**EXERCISE INSTRUCTIONS:**
Find "Task: place one pin on each instance of the sausage" in the records that follow; print that line and each subsequent line through the last one, verbatim and with nothing added.

Start of SUPPLIED MATERIAL

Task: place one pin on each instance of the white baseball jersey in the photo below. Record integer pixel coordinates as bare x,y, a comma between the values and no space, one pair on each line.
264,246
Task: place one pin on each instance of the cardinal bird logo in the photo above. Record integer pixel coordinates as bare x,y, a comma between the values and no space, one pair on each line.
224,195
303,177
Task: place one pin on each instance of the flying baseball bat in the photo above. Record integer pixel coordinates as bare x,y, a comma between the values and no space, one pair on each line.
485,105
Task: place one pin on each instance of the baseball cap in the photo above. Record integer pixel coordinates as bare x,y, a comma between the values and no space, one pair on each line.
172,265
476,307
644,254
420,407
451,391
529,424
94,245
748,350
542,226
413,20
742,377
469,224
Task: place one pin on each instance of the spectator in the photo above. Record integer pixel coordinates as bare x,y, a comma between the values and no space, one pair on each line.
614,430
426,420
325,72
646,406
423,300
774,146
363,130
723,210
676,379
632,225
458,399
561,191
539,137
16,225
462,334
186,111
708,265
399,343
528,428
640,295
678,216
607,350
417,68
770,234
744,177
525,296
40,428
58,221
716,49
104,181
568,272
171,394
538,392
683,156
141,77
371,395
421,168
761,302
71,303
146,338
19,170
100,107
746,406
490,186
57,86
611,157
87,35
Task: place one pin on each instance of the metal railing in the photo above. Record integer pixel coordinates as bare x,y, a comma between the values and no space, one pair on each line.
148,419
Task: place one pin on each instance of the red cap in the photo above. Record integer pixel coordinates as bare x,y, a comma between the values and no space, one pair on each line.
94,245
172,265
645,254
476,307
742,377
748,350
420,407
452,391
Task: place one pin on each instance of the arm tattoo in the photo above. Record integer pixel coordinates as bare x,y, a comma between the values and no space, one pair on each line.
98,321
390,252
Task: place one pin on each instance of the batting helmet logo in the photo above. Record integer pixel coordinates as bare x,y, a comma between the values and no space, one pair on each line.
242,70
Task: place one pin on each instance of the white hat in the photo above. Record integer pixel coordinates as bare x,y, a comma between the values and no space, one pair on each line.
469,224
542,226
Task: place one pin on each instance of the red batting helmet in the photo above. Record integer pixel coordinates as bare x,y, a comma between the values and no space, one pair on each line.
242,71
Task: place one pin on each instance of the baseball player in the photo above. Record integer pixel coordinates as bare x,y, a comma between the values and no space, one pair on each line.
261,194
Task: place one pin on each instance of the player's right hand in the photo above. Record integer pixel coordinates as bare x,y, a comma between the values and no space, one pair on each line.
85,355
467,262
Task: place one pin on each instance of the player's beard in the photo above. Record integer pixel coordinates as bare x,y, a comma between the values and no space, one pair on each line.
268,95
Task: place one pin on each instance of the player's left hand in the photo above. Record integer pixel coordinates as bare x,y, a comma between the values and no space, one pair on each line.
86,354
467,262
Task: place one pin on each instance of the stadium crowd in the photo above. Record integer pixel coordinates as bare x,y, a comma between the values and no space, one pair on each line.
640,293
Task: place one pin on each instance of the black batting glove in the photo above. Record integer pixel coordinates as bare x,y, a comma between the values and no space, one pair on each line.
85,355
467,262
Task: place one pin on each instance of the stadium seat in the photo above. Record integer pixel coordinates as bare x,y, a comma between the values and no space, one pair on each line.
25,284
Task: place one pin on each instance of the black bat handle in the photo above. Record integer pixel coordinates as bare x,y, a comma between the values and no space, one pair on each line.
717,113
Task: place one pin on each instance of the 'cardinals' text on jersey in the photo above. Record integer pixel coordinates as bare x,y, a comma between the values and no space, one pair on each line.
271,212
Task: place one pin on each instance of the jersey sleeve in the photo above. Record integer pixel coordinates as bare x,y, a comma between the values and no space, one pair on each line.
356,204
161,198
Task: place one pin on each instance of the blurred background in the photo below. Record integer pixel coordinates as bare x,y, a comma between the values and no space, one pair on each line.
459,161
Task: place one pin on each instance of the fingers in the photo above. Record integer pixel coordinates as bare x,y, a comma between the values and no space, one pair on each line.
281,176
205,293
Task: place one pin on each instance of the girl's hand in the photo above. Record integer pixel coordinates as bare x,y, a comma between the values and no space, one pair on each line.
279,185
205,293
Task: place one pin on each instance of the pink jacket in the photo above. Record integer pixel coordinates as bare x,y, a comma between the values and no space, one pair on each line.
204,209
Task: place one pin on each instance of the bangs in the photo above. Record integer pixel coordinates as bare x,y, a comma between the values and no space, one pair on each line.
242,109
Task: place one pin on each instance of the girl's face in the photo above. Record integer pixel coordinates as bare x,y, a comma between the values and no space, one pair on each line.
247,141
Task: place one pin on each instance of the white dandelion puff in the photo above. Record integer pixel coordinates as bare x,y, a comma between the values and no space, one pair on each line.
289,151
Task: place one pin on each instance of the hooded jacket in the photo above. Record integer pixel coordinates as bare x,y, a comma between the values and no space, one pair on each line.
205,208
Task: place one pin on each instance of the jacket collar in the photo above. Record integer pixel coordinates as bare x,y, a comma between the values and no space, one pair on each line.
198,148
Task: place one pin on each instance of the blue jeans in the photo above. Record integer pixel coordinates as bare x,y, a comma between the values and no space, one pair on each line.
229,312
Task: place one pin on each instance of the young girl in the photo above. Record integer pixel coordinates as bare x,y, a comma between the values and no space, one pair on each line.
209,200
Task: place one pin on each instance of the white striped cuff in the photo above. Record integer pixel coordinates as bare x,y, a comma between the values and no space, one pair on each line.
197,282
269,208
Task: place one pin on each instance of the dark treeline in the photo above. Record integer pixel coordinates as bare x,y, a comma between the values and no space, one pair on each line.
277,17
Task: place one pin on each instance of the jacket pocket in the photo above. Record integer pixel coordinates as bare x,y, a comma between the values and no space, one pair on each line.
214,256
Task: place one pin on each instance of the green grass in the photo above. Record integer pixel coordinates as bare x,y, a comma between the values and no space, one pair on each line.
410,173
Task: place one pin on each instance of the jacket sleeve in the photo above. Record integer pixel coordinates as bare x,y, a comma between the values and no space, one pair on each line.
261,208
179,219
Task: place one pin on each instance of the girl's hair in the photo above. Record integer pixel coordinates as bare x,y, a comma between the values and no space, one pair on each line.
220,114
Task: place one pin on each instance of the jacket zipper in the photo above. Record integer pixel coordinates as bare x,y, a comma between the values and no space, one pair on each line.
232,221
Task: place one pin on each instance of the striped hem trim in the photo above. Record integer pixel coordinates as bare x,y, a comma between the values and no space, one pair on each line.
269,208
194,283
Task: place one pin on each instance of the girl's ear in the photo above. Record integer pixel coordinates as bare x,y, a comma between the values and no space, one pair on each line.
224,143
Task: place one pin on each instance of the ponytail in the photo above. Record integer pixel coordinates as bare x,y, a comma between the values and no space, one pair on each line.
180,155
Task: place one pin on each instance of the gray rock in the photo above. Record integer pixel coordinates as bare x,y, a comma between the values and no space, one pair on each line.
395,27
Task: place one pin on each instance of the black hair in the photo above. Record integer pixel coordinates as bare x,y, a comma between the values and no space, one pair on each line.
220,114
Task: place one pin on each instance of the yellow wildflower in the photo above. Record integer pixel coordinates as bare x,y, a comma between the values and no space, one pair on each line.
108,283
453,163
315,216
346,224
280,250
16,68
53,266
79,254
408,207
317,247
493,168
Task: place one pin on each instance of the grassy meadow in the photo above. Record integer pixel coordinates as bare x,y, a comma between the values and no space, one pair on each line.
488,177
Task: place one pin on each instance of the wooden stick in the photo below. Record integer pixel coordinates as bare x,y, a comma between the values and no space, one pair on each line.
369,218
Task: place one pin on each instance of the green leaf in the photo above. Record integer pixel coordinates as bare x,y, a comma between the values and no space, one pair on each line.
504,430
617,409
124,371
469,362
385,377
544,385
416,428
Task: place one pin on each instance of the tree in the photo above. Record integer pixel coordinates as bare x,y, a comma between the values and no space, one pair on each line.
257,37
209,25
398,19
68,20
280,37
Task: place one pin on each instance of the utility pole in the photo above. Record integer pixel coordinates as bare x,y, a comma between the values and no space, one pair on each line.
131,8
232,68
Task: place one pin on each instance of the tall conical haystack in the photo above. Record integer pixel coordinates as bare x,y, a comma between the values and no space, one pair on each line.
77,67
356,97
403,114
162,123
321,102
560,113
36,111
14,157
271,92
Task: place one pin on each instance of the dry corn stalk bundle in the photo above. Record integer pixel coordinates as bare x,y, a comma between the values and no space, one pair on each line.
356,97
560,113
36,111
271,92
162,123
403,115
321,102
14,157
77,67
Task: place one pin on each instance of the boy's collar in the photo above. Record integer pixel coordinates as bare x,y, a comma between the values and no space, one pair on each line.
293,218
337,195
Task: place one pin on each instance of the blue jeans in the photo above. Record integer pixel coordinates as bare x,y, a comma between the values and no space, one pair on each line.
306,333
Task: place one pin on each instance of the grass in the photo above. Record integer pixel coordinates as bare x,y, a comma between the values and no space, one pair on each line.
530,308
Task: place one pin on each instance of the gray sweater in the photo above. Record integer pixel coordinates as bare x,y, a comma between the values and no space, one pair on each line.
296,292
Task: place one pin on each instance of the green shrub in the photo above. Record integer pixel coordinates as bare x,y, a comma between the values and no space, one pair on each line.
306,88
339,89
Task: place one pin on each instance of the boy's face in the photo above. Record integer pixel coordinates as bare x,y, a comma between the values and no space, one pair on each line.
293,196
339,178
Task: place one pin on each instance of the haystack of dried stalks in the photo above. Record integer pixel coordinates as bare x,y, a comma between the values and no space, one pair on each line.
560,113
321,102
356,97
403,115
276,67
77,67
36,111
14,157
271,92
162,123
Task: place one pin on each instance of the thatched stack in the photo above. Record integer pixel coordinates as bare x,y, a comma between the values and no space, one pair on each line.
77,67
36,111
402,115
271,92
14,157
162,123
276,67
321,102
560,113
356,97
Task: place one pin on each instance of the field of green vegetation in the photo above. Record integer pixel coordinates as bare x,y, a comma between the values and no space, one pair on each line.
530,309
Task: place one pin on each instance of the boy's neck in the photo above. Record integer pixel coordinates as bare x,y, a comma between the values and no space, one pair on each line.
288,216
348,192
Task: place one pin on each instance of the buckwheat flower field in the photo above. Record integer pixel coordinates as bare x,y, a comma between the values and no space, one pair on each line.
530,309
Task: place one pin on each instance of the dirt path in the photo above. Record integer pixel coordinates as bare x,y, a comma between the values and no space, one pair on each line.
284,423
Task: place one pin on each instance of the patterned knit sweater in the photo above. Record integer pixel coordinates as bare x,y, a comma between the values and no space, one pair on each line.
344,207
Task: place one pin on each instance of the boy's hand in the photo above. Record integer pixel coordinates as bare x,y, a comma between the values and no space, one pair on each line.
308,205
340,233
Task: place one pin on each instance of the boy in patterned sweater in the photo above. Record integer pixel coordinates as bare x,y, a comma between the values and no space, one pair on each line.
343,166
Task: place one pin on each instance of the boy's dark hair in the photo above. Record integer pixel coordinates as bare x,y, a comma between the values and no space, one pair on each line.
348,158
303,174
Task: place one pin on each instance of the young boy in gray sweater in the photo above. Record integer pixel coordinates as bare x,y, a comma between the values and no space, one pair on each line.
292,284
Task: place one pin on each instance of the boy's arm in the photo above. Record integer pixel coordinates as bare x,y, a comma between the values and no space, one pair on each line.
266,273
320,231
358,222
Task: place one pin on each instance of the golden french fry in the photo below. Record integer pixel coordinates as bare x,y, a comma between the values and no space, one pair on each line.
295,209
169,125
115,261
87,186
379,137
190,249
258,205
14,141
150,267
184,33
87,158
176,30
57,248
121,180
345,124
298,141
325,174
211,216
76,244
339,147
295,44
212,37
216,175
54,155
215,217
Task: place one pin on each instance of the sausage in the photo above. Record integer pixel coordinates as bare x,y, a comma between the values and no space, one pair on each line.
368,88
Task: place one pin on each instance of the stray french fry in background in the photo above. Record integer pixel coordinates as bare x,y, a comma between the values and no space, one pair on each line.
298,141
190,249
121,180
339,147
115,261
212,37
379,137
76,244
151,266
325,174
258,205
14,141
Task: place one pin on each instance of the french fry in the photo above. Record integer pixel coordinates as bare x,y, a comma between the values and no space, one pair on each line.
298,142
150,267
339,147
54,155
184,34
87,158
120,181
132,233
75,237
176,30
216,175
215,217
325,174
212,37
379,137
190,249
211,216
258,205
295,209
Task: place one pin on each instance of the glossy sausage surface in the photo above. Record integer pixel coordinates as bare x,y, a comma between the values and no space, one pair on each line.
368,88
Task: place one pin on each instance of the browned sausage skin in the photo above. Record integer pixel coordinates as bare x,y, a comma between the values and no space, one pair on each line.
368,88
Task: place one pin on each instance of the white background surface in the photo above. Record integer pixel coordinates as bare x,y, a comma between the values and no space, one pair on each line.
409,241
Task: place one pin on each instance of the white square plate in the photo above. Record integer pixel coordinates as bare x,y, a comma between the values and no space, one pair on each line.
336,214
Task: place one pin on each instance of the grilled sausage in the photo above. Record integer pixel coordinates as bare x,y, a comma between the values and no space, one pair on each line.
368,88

End of SUPPLIED MATERIAL

**OUTPUT OF THE EXERCISE:**
Task: place one pin on each instance of the sausage in the photo above. Record integer pixel coordinates as bare x,y, a comma between the values and no space, one pair on each line.
368,88
Task: place one pin on each instance of the stray french fry in background in the photo above. Record integer pixel coordinates as bare x,y, a comma between the values and no space, one pair on each line.
298,141
190,249
121,180
339,147
115,261
212,37
379,137
76,244
151,266
325,174
258,205
14,141
Task: place one pin on each instance of the french fry in the photo above. Record integer pixel coordinates as bare x,y, a comma between the values and no space, one pair on each line.
298,142
150,267
339,147
54,155
184,34
87,158
120,181
132,233
75,237
176,30
216,175
215,217
325,174
212,37
379,137
190,249
211,216
258,205
295,209
Task: place one pin on each instance of the glossy sausage surface in the photo above. Record integer pixel coordinates as bare x,y, a comma between the values and no space, one pair on each line.
368,88
Task: place one pin on each instance of the browned sausage skin in the photo above. Record integer pixel coordinates as bare x,y, a comma between the values and no space, one pair on each line.
368,88
Task: place one pin on each instance of the white background surface in the photo above. Record integer pixel coordinates as bare x,y, a comma between the values and no space, one pair on each line.
409,241
Task: place one pin on each instance of the white square plate in the photo above. Record integer pixel coordinates as bare x,y, a comma between the values and no space, one pair on each line.
336,214
Task: place one pin on each instance of the grilled sausage in the photo above. Record integer pixel coordinates as bare x,y, a comma between the values and no space, one pair on each line.
368,88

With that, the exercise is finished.